Items listed in a dataset:
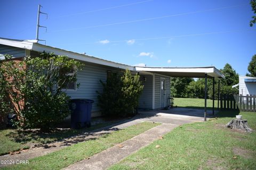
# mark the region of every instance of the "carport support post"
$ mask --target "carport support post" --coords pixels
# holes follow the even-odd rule
[[[214,97],[215,97],[215,89],[214,89],[215,80],[214,78],[212,79],[212,115],[214,115]]]
[[[218,110],[219,110],[219,103],[220,103],[220,79],[218,80]]]
[[[204,121],[206,121],[206,98],[207,98],[207,74],[205,73],[204,85]]]

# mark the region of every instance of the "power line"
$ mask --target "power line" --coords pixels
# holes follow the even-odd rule
[[[243,30],[229,30],[225,31],[218,31],[218,32],[205,32],[201,33],[194,33],[194,34],[189,34],[189,35],[179,35],[179,36],[165,36],[165,37],[151,37],[151,38],[140,38],[140,39],[130,39],[126,40],[115,40],[115,41],[109,41],[108,43],[113,42],[127,42],[127,41],[132,39],[134,41],[142,41],[142,40],[155,40],[155,39],[161,39],[165,38],[182,38],[182,37],[195,37],[198,36],[204,36],[204,35],[216,35],[216,34],[221,34],[221,33],[231,33],[240,31],[251,31],[251,30],[256,30],[256,29],[243,29]],[[99,44],[99,41],[92,42],[87,42],[87,43],[81,43],[81,44],[70,44],[72,45],[86,45],[86,44]],[[65,44],[65,45],[68,45]]]
[[[124,6],[127,6],[133,5],[136,5],[136,4],[139,4],[145,3],[149,2],[150,2],[150,1],[154,1],[154,0],[148,0],[148,1],[140,1],[140,2],[138,2],[131,3],[131,4],[125,4],[125,5],[119,5],[119,6],[112,6],[112,7],[107,7],[107,8],[102,8],[102,9],[89,11],[86,11],[86,12],[70,14],[68,14],[68,15],[62,15],[62,16],[58,16],[58,17],[53,18],[53,19],[59,19],[59,18],[63,18],[63,17],[78,15],[84,14],[87,14],[87,13],[92,13],[92,12],[109,10],[111,10],[111,9],[117,8],[124,7]]]
[[[78,15],[86,14],[86,13],[92,13],[92,12],[99,12],[99,11],[109,10],[111,10],[111,9],[117,8],[119,8],[119,7],[125,7],[125,6],[130,6],[130,5],[136,5],[136,4],[145,3],[147,3],[147,2],[151,2],[151,1],[153,1],[154,0],[148,0],[148,1],[140,1],[140,2],[133,3],[128,4],[121,5],[119,5],[119,6],[112,6],[112,7],[110,7],[102,8],[102,9],[99,9],[99,10],[89,11],[86,11],[86,12],[84,12],[70,14],[68,14],[68,15],[65,15],[59,16],[58,16],[58,17],[56,17],[56,18],[50,18],[50,19],[51,19],[51,20],[54,20],[54,19],[59,19],[59,18],[63,18],[63,17]],[[13,36],[15,35],[17,35],[19,33],[22,32],[26,31],[27,30],[27,29],[30,28],[32,27],[34,27],[34,26],[30,26],[29,27],[28,27],[26,29],[23,29],[21,31],[18,31],[18,32],[17,32],[15,33],[12,34],[12,35]]]
[[[213,9],[201,10],[201,11],[194,11],[194,12],[191,12],[179,13],[179,14],[169,15],[158,16],[158,17],[149,18],[147,18],[147,19],[140,19],[140,20],[133,20],[133,21],[124,21],[124,22],[112,23],[109,23],[109,24],[102,24],[102,25],[88,26],[88,27],[79,27],[79,28],[71,28],[71,29],[64,29],[64,30],[55,30],[55,31],[51,31],[51,32],[61,32],[61,31],[77,30],[81,30],[81,29],[87,29],[87,28],[93,28],[102,27],[106,27],[106,26],[123,24],[126,24],[126,23],[133,23],[133,22],[140,22],[140,21],[146,21],[157,20],[157,19],[163,19],[163,18],[166,18],[173,17],[173,16],[181,16],[181,15],[196,14],[196,13],[202,13],[202,12],[217,11],[217,10],[222,10],[222,9],[230,8],[233,8],[233,7],[244,6],[244,5],[247,5],[247,4],[243,4],[237,5],[225,6],[225,7],[222,7],[213,8]]]

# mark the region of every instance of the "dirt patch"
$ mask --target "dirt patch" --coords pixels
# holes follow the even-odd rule
[[[221,129],[226,128],[226,125],[223,124],[215,124],[215,125],[218,128],[221,128]]]
[[[217,158],[212,158],[209,159],[207,160],[206,165],[213,170],[227,169],[226,167],[222,166],[220,165],[222,163],[223,160]]]
[[[233,152],[235,155],[238,155],[247,159],[253,158],[253,155],[255,154],[253,151],[243,149],[240,147],[234,147]]]
[[[220,159],[210,158],[207,160],[206,163],[204,164],[204,165],[201,166],[198,170],[204,169],[205,167],[207,167],[210,169],[213,170],[227,169],[227,167],[220,165],[223,162],[223,160]]]
[[[243,134],[247,133],[246,131],[243,130],[242,129],[228,128],[226,126],[226,125],[223,124],[215,124],[215,126],[218,129],[225,129],[227,130],[230,131],[231,132],[238,132]]]

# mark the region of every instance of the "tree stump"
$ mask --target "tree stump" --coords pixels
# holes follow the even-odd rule
[[[252,132],[252,130],[250,128],[246,120],[245,119],[233,119],[228,122],[226,126],[230,129],[238,129],[244,130],[247,132]]]

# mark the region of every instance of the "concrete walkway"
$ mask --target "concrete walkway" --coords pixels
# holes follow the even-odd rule
[[[159,111],[162,110],[142,112],[135,118],[138,121],[160,122],[162,124],[95,154],[89,159],[83,160],[63,169],[106,169],[157,140],[158,137],[170,132],[174,128],[183,124],[202,121],[202,117],[197,116],[172,115]]]
[[[105,169],[142,147],[148,145],[157,139],[158,137],[164,135],[178,126],[178,125],[162,124],[121,144],[95,154],[89,159],[79,162],[64,169]],[[120,147],[120,146],[122,147]]]
[[[120,148],[114,146],[101,152],[93,156],[88,160],[84,160],[68,167],[68,169],[103,169],[117,163],[127,156],[145,147],[159,136],[163,135],[171,131],[174,128],[185,124],[195,122],[201,122],[203,118],[201,115],[202,110],[194,110],[194,115],[187,114],[189,110],[159,110],[140,112],[140,114],[132,119],[118,124],[114,124],[97,130],[86,132],[84,134],[65,139],[43,147],[29,149],[27,151],[21,151],[20,154],[6,155],[0,156],[0,160],[28,160],[35,157],[45,155],[47,154],[59,150],[62,148],[80,142],[100,137],[102,135],[111,133],[119,129],[139,123],[144,121],[155,122],[163,123],[133,138],[124,141],[122,144],[124,147]],[[182,113],[181,114],[181,113]],[[104,158],[102,159],[102,158]],[[0,167],[4,165],[0,164]]]

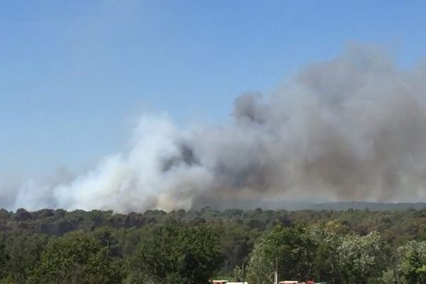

YOUR INSTRUCTIONS: Count the lines in the data above that contain the string "mark". Give only the number.

THE RESULT: 5